--- START Task input ---
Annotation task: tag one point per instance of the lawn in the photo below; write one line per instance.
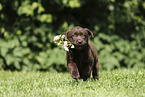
(116, 83)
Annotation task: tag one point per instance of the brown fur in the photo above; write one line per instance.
(83, 58)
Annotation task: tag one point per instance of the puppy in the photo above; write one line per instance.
(82, 59)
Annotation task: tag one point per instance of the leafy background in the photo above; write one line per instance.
(27, 28)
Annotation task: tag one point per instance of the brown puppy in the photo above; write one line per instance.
(83, 58)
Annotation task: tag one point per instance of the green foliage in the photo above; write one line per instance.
(118, 83)
(27, 29)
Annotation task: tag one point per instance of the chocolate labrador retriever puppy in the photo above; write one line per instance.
(82, 59)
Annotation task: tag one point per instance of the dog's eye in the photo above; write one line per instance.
(73, 35)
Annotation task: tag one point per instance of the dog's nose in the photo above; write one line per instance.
(79, 41)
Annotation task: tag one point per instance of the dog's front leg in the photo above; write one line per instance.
(73, 70)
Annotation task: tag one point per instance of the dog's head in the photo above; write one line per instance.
(79, 36)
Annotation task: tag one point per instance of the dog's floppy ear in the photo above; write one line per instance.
(90, 32)
(66, 34)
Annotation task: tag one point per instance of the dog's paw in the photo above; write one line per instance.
(75, 75)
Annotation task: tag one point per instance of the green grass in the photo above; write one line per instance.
(117, 83)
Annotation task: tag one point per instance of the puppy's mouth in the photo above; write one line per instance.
(80, 46)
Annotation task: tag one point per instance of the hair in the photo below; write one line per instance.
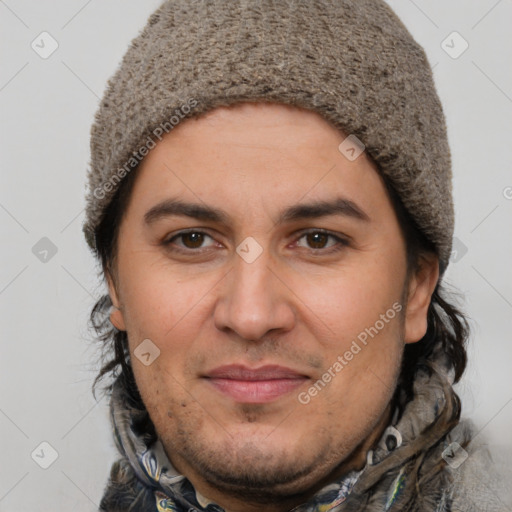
(447, 326)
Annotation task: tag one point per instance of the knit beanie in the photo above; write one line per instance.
(351, 61)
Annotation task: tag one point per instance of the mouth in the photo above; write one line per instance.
(255, 385)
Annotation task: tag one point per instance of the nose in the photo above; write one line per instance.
(254, 300)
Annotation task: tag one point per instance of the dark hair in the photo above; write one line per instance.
(447, 327)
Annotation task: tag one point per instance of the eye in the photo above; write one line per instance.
(190, 240)
(318, 240)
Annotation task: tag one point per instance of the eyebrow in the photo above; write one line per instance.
(176, 207)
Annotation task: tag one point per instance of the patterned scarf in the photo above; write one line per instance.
(405, 471)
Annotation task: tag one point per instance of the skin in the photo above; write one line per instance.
(300, 304)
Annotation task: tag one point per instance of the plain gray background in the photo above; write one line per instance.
(48, 360)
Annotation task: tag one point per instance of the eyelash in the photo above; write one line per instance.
(341, 242)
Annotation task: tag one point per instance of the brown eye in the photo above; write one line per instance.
(188, 240)
(192, 240)
(317, 240)
(322, 241)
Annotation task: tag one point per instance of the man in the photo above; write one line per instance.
(270, 200)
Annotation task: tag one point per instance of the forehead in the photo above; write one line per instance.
(252, 154)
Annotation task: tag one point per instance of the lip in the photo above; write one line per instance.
(255, 385)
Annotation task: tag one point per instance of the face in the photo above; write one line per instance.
(269, 271)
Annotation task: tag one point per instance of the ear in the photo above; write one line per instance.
(421, 286)
(116, 315)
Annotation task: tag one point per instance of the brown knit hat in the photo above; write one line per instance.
(352, 61)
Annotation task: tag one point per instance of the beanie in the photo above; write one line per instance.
(351, 61)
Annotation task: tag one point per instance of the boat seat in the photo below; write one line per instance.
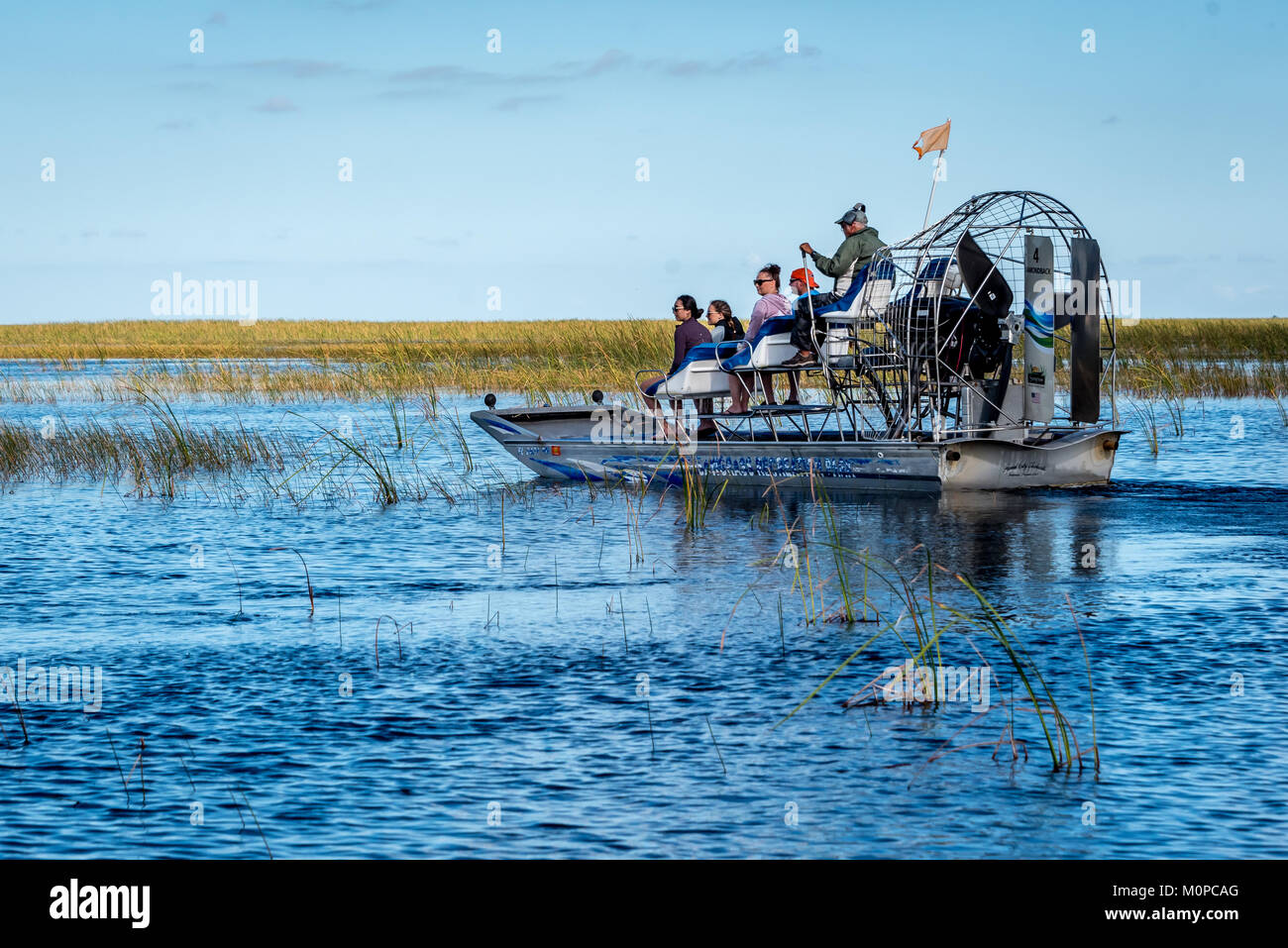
(862, 308)
(698, 376)
(771, 347)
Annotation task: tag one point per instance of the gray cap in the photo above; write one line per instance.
(857, 214)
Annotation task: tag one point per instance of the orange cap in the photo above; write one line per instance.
(800, 273)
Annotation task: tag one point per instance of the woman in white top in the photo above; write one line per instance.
(772, 303)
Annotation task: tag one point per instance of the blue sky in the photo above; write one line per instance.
(518, 168)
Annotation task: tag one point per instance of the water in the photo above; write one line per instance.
(507, 716)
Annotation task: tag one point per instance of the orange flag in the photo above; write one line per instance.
(932, 140)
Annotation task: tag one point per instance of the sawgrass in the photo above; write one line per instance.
(548, 361)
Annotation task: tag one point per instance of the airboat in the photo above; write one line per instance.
(915, 371)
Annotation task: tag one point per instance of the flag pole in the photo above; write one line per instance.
(934, 180)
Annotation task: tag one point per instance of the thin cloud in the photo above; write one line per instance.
(297, 68)
(515, 102)
(277, 103)
(738, 64)
(432, 78)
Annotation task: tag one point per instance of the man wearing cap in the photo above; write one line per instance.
(861, 243)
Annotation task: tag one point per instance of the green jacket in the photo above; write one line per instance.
(850, 258)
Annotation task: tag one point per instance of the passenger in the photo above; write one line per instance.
(724, 326)
(772, 303)
(800, 286)
(861, 243)
(803, 283)
(688, 334)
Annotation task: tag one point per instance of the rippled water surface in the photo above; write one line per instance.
(510, 716)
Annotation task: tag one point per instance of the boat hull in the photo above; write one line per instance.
(595, 443)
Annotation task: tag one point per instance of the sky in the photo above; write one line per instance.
(509, 184)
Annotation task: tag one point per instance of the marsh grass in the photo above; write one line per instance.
(545, 361)
(923, 614)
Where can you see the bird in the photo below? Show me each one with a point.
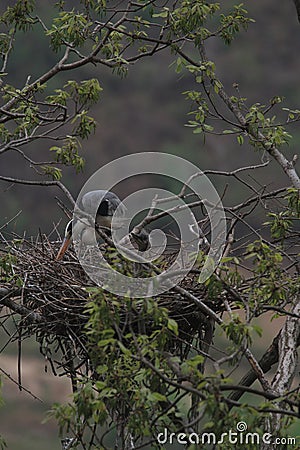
(105, 203)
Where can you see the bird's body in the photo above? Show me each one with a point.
(105, 204)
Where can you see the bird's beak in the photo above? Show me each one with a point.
(65, 244)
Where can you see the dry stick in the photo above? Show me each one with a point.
(270, 357)
(40, 183)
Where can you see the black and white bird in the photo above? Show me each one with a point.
(105, 204)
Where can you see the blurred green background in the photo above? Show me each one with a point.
(146, 111)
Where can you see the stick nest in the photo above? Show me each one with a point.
(51, 298)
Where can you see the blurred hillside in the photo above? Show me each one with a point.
(147, 111)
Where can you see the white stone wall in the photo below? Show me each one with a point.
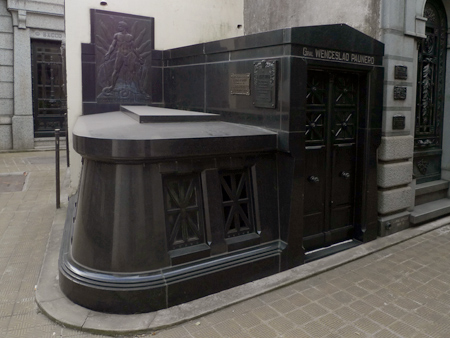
(177, 23)
(265, 15)
(6, 76)
(21, 21)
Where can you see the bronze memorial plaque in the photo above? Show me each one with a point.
(400, 93)
(240, 84)
(264, 83)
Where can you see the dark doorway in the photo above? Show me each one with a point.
(430, 95)
(49, 100)
(330, 160)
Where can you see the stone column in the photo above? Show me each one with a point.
(22, 120)
(395, 183)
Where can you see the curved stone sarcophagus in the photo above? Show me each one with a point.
(168, 209)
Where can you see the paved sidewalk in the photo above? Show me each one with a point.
(400, 291)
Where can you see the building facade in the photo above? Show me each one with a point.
(413, 159)
(32, 97)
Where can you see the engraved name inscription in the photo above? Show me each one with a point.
(326, 54)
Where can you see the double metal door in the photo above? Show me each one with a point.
(330, 160)
(49, 99)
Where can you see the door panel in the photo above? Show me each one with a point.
(330, 157)
(49, 100)
(430, 95)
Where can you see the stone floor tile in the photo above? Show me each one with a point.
(343, 297)
(298, 300)
(315, 310)
(350, 331)
(299, 317)
(316, 329)
(228, 328)
(247, 320)
(333, 322)
(281, 324)
(296, 333)
(367, 325)
(385, 333)
(263, 331)
(402, 329)
(329, 303)
(361, 307)
(283, 306)
(265, 313)
(176, 332)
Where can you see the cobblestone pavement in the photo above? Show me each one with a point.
(402, 291)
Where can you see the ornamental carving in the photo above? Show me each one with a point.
(123, 57)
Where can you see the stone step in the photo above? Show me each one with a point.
(429, 211)
(47, 143)
(431, 191)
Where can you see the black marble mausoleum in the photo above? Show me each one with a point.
(228, 162)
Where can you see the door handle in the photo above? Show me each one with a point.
(345, 175)
(313, 179)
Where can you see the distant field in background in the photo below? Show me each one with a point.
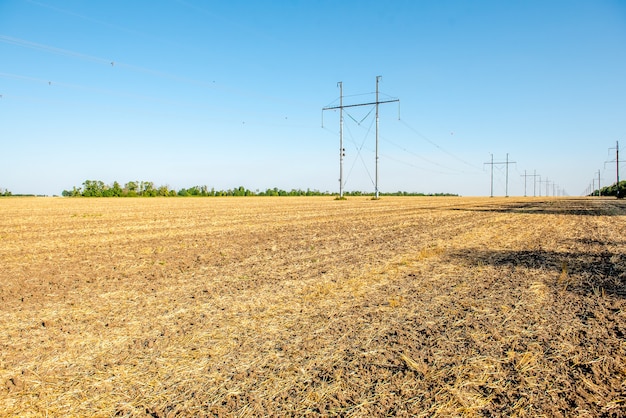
(406, 306)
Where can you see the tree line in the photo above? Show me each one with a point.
(612, 190)
(97, 188)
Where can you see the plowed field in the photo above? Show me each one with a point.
(312, 307)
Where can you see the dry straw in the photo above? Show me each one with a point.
(312, 307)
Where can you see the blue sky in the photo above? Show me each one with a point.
(230, 93)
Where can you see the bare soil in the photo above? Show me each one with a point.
(312, 307)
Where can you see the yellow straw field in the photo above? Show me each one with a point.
(259, 306)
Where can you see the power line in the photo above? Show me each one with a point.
(534, 176)
(341, 107)
(506, 163)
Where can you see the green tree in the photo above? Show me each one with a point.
(130, 189)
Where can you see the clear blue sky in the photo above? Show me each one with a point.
(230, 93)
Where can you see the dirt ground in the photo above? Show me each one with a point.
(312, 307)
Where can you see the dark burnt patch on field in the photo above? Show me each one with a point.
(584, 272)
(577, 207)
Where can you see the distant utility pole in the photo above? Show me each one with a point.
(534, 176)
(341, 149)
(617, 161)
(507, 162)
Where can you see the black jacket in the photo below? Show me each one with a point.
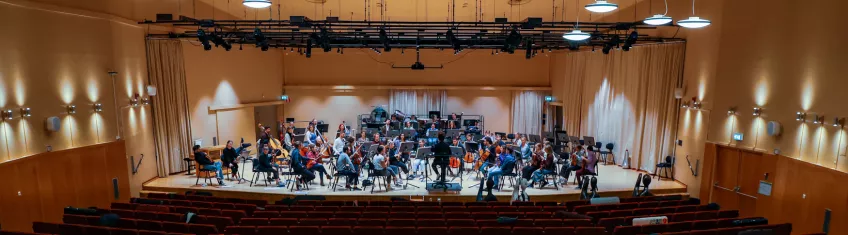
(202, 159)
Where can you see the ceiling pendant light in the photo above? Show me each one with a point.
(693, 22)
(601, 6)
(659, 19)
(257, 3)
(576, 34)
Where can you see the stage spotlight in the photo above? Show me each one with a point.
(384, 39)
(613, 42)
(219, 41)
(631, 39)
(201, 36)
(261, 40)
(308, 48)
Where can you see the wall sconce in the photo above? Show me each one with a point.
(838, 122)
(818, 119)
(26, 112)
(8, 115)
(800, 116)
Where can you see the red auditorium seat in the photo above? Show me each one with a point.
(401, 222)
(484, 215)
(172, 227)
(375, 214)
(560, 230)
(430, 223)
(342, 221)
(403, 209)
(282, 222)
(304, 230)
(368, 230)
(548, 223)
(461, 223)
(463, 230)
(402, 215)
(457, 215)
(202, 229)
(254, 221)
(432, 230)
(372, 222)
(271, 230)
(312, 222)
(336, 230)
(588, 230)
(120, 231)
(321, 214)
(400, 230)
(348, 214)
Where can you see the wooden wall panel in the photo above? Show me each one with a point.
(48, 182)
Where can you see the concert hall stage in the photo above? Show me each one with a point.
(612, 181)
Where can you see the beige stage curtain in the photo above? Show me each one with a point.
(171, 123)
(527, 112)
(417, 102)
(624, 98)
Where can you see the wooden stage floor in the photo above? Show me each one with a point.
(612, 181)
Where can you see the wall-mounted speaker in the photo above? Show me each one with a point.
(53, 124)
(773, 128)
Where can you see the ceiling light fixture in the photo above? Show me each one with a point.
(659, 19)
(576, 34)
(601, 6)
(257, 3)
(693, 22)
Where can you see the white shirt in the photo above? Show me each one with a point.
(338, 145)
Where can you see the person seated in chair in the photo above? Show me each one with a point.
(346, 168)
(230, 157)
(546, 167)
(265, 164)
(591, 160)
(298, 166)
(506, 163)
(208, 164)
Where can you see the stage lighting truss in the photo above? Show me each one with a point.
(387, 35)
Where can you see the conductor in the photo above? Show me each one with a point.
(441, 152)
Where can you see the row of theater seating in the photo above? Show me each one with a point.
(173, 196)
(163, 228)
(632, 205)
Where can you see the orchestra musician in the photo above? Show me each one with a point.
(419, 164)
(442, 152)
(298, 167)
(314, 163)
(346, 168)
(266, 164)
(577, 154)
(505, 163)
(546, 167)
(229, 158)
(207, 164)
(535, 161)
(589, 166)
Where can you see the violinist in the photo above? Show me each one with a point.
(346, 168)
(546, 167)
(535, 161)
(314, 163)
(589, 169)
(576, 158)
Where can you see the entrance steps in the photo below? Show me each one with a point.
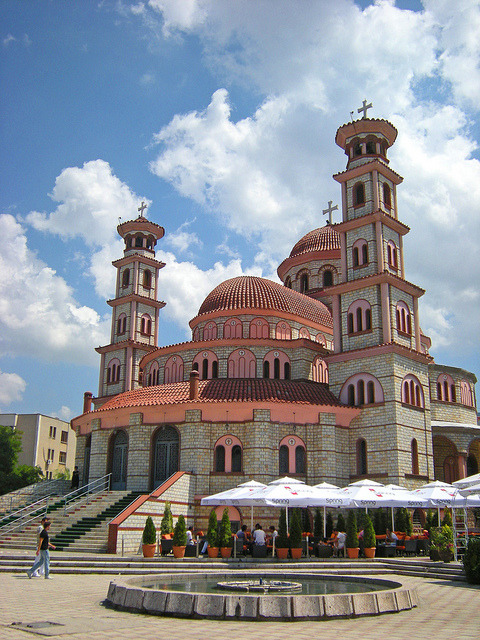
(68, 563)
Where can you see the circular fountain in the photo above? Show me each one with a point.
(259, 596)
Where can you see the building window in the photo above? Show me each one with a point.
(360, 389)
(121, 324)
(359, 317)
(146, 325)
(414, 449)
(362, 468)
(228, 455)
(292, 455)
(412, 392)
(147, 279)
(404, 319)
(358, 194)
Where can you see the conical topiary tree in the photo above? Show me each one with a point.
(318, 524)
(212, 531)
(166, 525)
(225, 537)
(149, 532)
(351, 541)
(180, 533)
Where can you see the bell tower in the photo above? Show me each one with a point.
(135, 308)
(379, 362)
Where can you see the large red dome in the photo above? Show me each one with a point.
(322, 239)
(249, 292)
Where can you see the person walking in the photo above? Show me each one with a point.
(43, 553)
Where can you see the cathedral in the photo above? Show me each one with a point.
(326, 377)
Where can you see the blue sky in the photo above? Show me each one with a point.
(222, 116)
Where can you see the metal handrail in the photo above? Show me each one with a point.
(86, 493)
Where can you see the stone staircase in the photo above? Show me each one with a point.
(84, 528)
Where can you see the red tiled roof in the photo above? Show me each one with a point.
(227, 390)
(322, 239)
(249, 292)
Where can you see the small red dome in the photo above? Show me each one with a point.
(323, 239)
(250, 292)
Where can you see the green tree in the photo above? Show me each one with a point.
(225, 537)
(166, 525)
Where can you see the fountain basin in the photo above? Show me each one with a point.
(160, 595)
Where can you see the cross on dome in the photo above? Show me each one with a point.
(142, 208)
(329, 210)
(364, 108)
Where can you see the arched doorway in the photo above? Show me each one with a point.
(166, 447)
(119, 461)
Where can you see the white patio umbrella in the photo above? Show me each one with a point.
(231, 497)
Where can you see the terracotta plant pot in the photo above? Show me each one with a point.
(149, 550)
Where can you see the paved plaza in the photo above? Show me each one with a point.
(74, 604)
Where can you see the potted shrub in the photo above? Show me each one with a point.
(296, 535)
(225, 537)
(369, 539)
(179, 537)
(212, 535)
(281, 541)
(149, 538)
(351, 541)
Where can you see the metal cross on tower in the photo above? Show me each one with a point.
(329, 211)
(364, 108)
(142, 208)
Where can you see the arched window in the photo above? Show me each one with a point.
(387, 196)
(283, 331)
(362, 468)
(232, 329)
(113, 371)
(414, 450)
(327, 278)
(121, 324)
(210, 331)
(242, 364)
(228, 454)
(146, 325)
(276, 364)
(353, 390)
(203, 363)
(259, 328)
(392, 255)
(466, 395)
(359, 317)
(304, 283)
(319, 370)
(174, 369)
(358, 194)
(292, 456)
(147, 279)
(446, 388)
(404, 318)
(360, 253)
(412, 392)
--- END Task input ---
▶ Description of the task: Reproduce exactly the lines from the one containing "Where can you see the cross" through the last line of the records above, including both, and nothing else.

▶ Full solution:
Where can you see the cross on dome in the photo above? Show me each one with a point.
(142, 208)
(329, 210)
(364, 108)
Where can you see the arched doorway in the photo above? Show me each one with a point.
(166, 447)
(119, 461)
Where can you see the white patio umbrella in the photo above? Show me each one with a point.
(231, 497)
Where can you see the terracotta plant pot in the photo above? Show me each one with a point.
(149, 550)
Where can you see the paved plaza in the photo above? Show me each one with a point.
(74, 604)
Where can you see the potted shrub in the photo above? Show me each one with a point.
(296, 535)
(225, 537)
(369, 539)
(179, 537)
(212, 535)
(281, 541)
(149, 538)
(351, 541)
Where can you see the metal cross on tower in the photo above? Show me each one with a point.
(329, 211)
(364, 108)
(142, 208)
Where can you see the arched window in the photo above? Show me each one with a point.
(387, 196)
(283, 331)
(362, 468)
(232, 329)
(113, 371)
(414, 450)
(327, 278)
(121, 324)
(210, 331)
(242, 364)
(228, 454)
(146, 325)
(276, 364)
(353, 390)
(203, 363)
(259, 328)
(392, 255)
(466, 395)
(359, 317)
(304, 283)
(319, 370)
(174, 369)
(358, 194)
(292, 456)
(147, 279)
(446, 388)
(404, 318)
(360, 253)
(412, 392)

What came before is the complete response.